INSTRUCTION> Determine how many lines in the records below contain the word "utility", and give only that number.

GIVEN DATA>
::::

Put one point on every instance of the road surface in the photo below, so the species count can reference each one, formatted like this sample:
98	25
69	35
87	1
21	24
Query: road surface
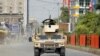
26	49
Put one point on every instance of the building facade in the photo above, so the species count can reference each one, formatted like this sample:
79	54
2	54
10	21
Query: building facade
77	8
10	10
11	6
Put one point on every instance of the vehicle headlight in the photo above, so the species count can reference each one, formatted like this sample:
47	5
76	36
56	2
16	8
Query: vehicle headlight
56	44
36	44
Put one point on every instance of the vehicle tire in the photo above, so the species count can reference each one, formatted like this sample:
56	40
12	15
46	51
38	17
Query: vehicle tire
30	39
36	52
62	51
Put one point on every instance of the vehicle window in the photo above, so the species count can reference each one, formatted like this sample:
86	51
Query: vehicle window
56	37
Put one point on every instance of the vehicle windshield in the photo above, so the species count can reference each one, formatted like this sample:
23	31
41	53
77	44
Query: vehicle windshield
43	37
56	37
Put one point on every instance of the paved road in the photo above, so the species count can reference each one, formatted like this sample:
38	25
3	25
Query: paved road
26	49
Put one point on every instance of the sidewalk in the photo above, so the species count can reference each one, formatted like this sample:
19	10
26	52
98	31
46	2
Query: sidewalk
86	49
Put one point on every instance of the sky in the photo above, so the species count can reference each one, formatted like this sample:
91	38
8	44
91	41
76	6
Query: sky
41	10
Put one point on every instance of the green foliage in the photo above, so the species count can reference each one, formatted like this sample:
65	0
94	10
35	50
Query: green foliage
64	14
88	23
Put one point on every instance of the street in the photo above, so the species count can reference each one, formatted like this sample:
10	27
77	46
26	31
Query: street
26	49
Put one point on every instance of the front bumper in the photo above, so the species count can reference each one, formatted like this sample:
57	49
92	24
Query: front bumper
49	50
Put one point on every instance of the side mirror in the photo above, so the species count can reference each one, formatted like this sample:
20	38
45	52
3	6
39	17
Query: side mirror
30	39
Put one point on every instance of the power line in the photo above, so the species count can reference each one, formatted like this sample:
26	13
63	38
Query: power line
49	2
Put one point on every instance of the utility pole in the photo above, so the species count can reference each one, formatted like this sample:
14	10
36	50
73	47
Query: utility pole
27	12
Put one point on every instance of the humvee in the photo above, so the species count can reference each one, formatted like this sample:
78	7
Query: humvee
50	41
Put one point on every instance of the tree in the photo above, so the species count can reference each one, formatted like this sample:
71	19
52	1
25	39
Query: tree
64	17
88	23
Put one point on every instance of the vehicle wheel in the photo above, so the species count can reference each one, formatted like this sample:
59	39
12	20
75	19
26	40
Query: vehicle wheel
62	51
36	52
30	39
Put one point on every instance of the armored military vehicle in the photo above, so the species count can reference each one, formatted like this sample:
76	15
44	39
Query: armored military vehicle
50	40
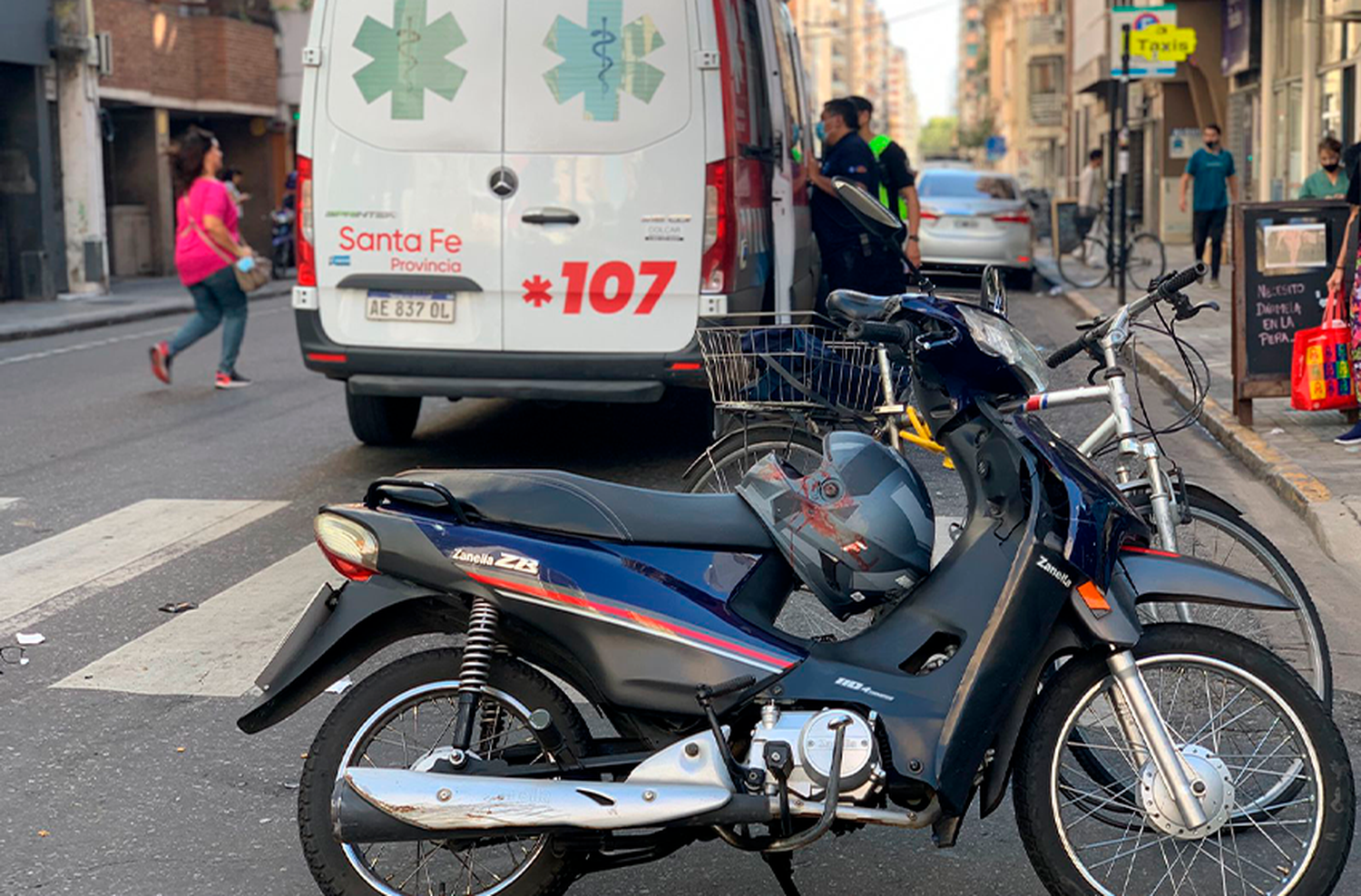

::::

WORKED ANSWER> 2